** Begin Dataset records **
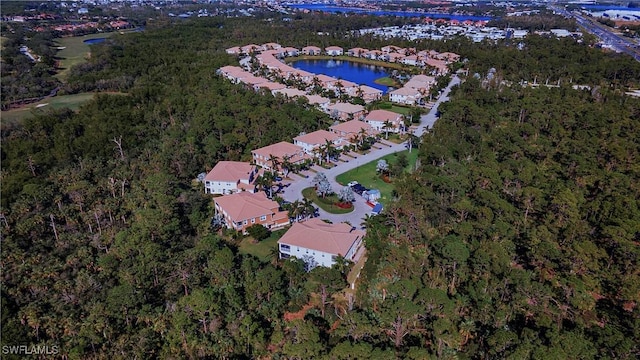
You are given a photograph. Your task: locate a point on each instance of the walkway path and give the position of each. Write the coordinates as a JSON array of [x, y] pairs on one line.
[[294, 191]]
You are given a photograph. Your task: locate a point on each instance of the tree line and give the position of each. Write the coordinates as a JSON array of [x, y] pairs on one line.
[[517, 236]]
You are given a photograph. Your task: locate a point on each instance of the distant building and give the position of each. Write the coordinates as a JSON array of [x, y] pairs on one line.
[[318, 243], [294, 153], [243, 209], [229, 177]]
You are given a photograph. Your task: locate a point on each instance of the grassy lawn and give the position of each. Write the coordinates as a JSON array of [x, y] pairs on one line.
[[367, 176], [327, 204], [386, 81], [384, 64], [71, 101], [262, 249], [75, 51]]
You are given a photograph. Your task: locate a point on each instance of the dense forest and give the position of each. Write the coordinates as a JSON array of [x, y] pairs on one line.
[[517, 237]]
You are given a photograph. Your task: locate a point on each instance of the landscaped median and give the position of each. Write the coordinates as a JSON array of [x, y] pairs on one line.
[[367, 175], [329, 203]]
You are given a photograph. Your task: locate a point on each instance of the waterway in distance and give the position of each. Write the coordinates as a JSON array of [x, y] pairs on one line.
[[361, 74]]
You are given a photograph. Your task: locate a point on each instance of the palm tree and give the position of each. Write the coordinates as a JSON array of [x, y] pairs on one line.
[[386, 126], [275, 162], [286, 165], [296, 210], [329, 149], [265, 182], [308, 208]]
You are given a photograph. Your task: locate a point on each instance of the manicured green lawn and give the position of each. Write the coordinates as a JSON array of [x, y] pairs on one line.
[[385, 64], [327, 203], [367, 176], [263, 249], [386, 81], [71, 101], [75, 51]]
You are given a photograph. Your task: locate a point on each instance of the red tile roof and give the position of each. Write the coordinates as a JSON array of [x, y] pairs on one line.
[[316, 234]]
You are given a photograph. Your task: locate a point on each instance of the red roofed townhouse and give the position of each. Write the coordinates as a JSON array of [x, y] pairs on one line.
[[395, 57], [243, 209], [229, 177], [234, 50], [421, 82], [311, 50], [378, 118], [345, 111], [270, 86], [233, 73], [367, 93], [271, 46], [405, 95], [318, 243], [319, 101], [333, 50], [314, 140], [262, 157], [250, 49], [440, 66], [357, 52], [390, 48], [352, 129]]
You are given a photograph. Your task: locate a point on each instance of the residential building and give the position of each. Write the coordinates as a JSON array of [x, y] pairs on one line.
[[318, 243], [314, 140], [351, 130], [263, 157], [345, 111], [405, 95], [311, 50], [333, 50], [243, 209], [229, 177], [378, 118]]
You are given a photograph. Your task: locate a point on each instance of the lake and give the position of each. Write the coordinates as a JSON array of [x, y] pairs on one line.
[[339, 9], [94, 41], [361, 74]]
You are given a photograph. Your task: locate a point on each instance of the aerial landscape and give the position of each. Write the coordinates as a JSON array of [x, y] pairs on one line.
[[320, 179]]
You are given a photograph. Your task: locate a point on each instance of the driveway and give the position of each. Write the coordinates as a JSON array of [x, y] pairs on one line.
[[294, 191]]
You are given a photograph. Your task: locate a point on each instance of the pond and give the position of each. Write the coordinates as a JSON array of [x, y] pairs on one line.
[[94, 41], [358, 73], [341, 9]]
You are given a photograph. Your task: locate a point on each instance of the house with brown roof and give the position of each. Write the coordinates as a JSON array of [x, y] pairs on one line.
[[318, 243], [243, 209], [314, 140], [367, 93], [333, 50], [405, 95], [279, 151], [345, 111], [350, 130], [311, 50], [357, 52], [229, 177], [378, 118]]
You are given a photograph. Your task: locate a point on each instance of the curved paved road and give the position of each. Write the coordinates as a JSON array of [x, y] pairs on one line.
[[294, 191]]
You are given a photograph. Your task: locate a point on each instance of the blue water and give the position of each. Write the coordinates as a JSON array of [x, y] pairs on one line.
[[94, 41], [339, 9], [358, 73], [608, 7]]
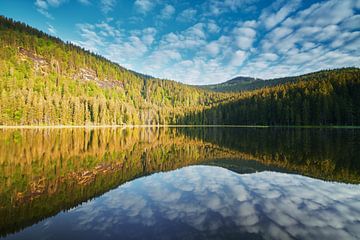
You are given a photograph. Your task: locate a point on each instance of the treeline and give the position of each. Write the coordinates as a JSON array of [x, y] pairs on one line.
[[326, 98], [47, 81]]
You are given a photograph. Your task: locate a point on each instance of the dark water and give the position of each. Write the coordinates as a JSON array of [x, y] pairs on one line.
[[180, 183]]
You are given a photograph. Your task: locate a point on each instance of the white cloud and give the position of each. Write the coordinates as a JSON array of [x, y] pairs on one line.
[[213, 27], [85, 2], [238, 58], [272, 16], [43, 6], [144, 6], [187, 15], [218, 7], [244, 37], [167, 12]]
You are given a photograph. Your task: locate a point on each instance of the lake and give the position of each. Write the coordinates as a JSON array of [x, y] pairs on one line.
[[180, 183]]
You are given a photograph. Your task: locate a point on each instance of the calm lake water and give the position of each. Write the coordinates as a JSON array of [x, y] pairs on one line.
[[180, 183]]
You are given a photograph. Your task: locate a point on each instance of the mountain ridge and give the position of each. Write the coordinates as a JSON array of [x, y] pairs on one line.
[[246, 83], [45, 81]]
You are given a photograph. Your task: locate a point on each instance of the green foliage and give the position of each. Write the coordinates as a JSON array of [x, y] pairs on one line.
[[325, 98], [45, 81]]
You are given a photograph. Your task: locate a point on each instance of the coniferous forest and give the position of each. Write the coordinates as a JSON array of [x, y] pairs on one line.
[[44, 81]]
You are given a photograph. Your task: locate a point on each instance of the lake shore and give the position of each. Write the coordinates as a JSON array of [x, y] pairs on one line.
[[161, 126]]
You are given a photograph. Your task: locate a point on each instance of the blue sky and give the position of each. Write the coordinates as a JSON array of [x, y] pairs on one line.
[[203, 42]]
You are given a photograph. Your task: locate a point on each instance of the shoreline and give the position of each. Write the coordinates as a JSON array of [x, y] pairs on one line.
[[169, 126]]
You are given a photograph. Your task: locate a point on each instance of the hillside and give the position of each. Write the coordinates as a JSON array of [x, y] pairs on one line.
[[44, 81], [235, 85], [239, 84], [330, 97]]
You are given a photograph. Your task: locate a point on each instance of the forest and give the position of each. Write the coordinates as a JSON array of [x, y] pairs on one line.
[[45, 81]]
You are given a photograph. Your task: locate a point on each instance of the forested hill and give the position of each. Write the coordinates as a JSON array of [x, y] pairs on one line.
[[234, 85], [44, 81], [248, 83], [329, 97]]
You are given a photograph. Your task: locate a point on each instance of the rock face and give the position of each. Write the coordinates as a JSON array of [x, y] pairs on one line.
[[42, 66]]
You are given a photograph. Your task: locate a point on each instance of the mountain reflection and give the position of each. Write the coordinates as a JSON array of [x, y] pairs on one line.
[[202, 202]]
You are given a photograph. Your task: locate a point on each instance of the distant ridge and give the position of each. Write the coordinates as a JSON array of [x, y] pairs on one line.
[[239, 84]]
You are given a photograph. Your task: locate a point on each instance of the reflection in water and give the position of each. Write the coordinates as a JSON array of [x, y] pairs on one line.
[[43, 172], [203, 202]]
** End Dataset records **
Copy every row above word for word, including all the coordinate lists. Leave out the pictures.

You are given a photograph. Your task: locate a point on each instance of the walkway path and give the position of each. Write the coordinates as a JSON array of [x, y] pairs on one line.
[[294, 191]]
You are given a photograph. Your task: locate a point on each instance of the tree line and give the position of each. Write the coordinates as a JSON array of [x, y] pairs on one line.
[[517, 236]]
You are given a photograph. Your task: locate a point on each instance of the distant building and give the position of each. Write the coordinates as a JSON array of [x, y] pairs on one line.
[[318, 243], [294, 153], [243, 209], [229, 177]]
You are given a photograph. Your task: locate a point on each instance of the grassy lawn and give the position of each. Write the coordinates as a JSON array of [x, y] pairs on one line.
[[367, 176], [327, 204], [386, 81], [384, 64], [71, 101], [262, 249], [75, 51]]
You are given a photograph. Your task: locate a point on each instance of the dense forest and give the position of each. Write the coordinates as a JSON array of [x, y] pairs on one line.
[[517, 237]]
You are given a photograph. Your task: locate a point on each instance of the landscaped median and give the position of each. Write the coordinates as a JSON array of [x, y] pairs on one line.
[[367, 175], [329, 203]]
You are given a photograph. Your task: locate a point on each instance of the waterway in distance and give the position of each. Write the coordinates as a JSON array of [x, y] pairs on one line.
[[361, 74]]
You are given a photograph. Your task: locate a point on each instance of the palm tree and give the position of each. Write the coordinates as a JSON array of [x, y] pairs on one line.
[[386, 126], [275, 162], [286, 165], [296, 210], [329, 149], [265, 182], [308, 208]]
You are given a photograph. Your task: locate a point on each instance of the manicured green lawn and give the position of each. Write the coordinates as a JSON array of [x, y] pairs on one line.
[[385, 64], [327, 203], [367, 176], [263, 249], [386, 81], [71, 101], [75, 51]]
You are given a photograph. Your task: locate a point on each instance of the red tile roof and give the position of each. Write the coordinates as a JSON array of [x, y] pairs on one line.
[[316, 234]]
You are given a photograph. Your task: locate a point on each instance of the red roofed townhouse and give the position of each. Write the coordinates as a JSON array of [x, y] pairs on one line.
[[395, 57], [243, 209], [229, 177], [234, 50], [421, 82], [311, 50], [378, 118], [345, 111], [270, 86], [233, 73], [367, 93], [271, 46], [405, 95], [318, 243], [319, 101], [333, 50], [314, 140], [262, 157], [250, 49], [440, 66], [357, 52], [390, 48], [352, 129]]
You are given a photograph. Your task: locate a point on each instance of the residential building and give the position of each. Write the coordinates as a JSON array of [x, y] pairs on one line.
[[318, 243], [314, 140], [351, 130], [263, 157], [345, 111], [405, 95], [311, 50], [333, 50], [243, 209], [229, 177], [378, 118]]
You are given a photograph. Your task: locate a point on each instance of the lake and give the position of each. Write the coordinates as a JSON array of [x, y] pairs on one line.
[[339, 9], [94, 41], [361, 74]]
You are given a photograph. Your task: locate a point on each instance of the aerial landscape and give the position of each. Write the coordinates as a JSON array of [x, y] pairs on one line.
[[320, 179]]
You are given a photograph. Your task: locate a point on each instance of the driveway and give the position of each. Write the coordinates as a JSON array of [x, y] pairs on one line.
[[294, 191]]
You are given a photograph. Your task: locate a point on each instance of the pond and give the position of each. Write the coordinates as a JSON array of [x, y] pairs on one line.
[[94, 41], [358, 73], [341, 9]]
You are given a photograph. Your task: locate a point on each instance of the house with brown roof and give the position of each. Write the coordinates as a JSON array of [x, y] pairs on one line.
[[318, 243], [243, 209], [314, 140], [367, 93], [333, 50], [405, 95], [279, 151], [345, 111], [350, 130], [311, 50], [357, 52], [229, 177], [378, 118]]
You are given a photograph. Your task: locate a point on each instance of the curved paved road and give the position of each. Write the coordinates as a JSON array of [x, y] pairs on one line.
[[294, 191]]
You are given a photograph. Your task: locate a point on each instance of the blue water and give the position of each. Write the coordinates as a JSON array of [x, y] pairs on one line.
[[94, 41], [339, 9], [358, 73], [608, 7]]
You are given a photograph. Your task: locate a point on each instance of the treeline and give the position of each. Write the coordinates as a JSON array of [x, y] pairs on one line.
[[326, 98], [47, 81]]
You are given a photograph. Your task: locate a point on each instance of the dark water and give the position of each. Write the coordinates as a JSON array of [x, y] pairs on one line.
[[180, 183]]
You are given a photograph. Your task: locate a point on each instance of the white cloud and give the position of each. Write the coordinates as a JSON array of [x, y] pairs on one line.
[[213, 27], [85, 2], [238, 58], [272, 16], [43, 6], [144, 6], [187, 15], [218, 7], [244, 37], [167, 12]]
You are given a photograph. Your task: locate a point on each instance of the lake and give the position of each. Write the coordinates as a JSON array of [x, y] pairs on one line.
[[180, 183]]
You are given a photograph. Your task: locate a point on each instance of the calm lake water and give the position of each. Write the coordinates as a JSON array of [x, y] pairs on one line.
[[180, 183]]
You are given a photograph. Your task: locate a point on each instance of the mountain ridge and give the position of each. Write the coordinates as a JSON array of [x, y] pairs on one line.
[[246, 83], [45, 81]]
You are given a photograph. Your task: locate a point on each instance of the green foliage and give the position of each. Write the coordinates as a JSON array of [x, y] pairs on one line.
[[325, 98], [45, 81]]
You are given a photograph. Your task: locate a point on each instance of the coniferous forest and give the position of each. Write the coordinates as a JSON array of [x, y] pairs on one line.
[[44, 81]]
You are given a photograph. Your task: locate a point on each instance of the lake shore and give the position of each. Write the coordinates as a JSON array of [x, y] pairs on one line.
[[161, 126]]
You are given a photograph. Your task: locate a point on each instance of the blue sky and give the position of each. Write the coordinates as a JSON array of [x, y] pairs on one line.
[[203, 42]]
You are given a photograph. Your task: locate a point on each instance of the shoreline and give the position of each. Write the coordinates as a JSON array of [x, y] pairs on one line.
[[169, 126]]
You are given a photograph. Your task: locate a point on each instance of the hillside and give the position of each. Write the coordinates as a JSON array of [x, y] pairs on one line.
[[44, 81], [235, 85], [239, 84], [330, 97]]
You are given a photograph. Your task: locate a point on each instance of the forest and give the position of each. Write the coordinates as a JSON array of [x, y] pairs on one line.
[[45, 81]]
You are given a photograph. Your task: locate a point on each instance of the forested hill and give the position of each. Write the coordinates as a JSON array of [x, y] pairs on one line.
[[234, 85], [44, 81], [248, 83], [329, 97]]
You are given a photograph. Your task: locate a point on each instance of the rock face and give the position of each. Write the coordinates as a JSON array of [x, y] pairs on one line.
[[42, 66]]
You are given a photograph. Your task: locate a point on each instance of the mountain reflection and give the position of each. Write the coordinates as a JSON array of [x, y] pairs on one line.
[[202, 202]]
You are given a photograph. Your task: locate a point on each instance of the distant ridge and give the position of each. Write the coordinates as a JSON array of [x, y] pairs on one line.
[[239, 84]]
You are given a photograph. Your task: locate a point on each instance of the reflection in water and give the position of each. Write the coordinates as a JSON array of [x, y] pairs on one line.
[[43, 172], [203, 202]]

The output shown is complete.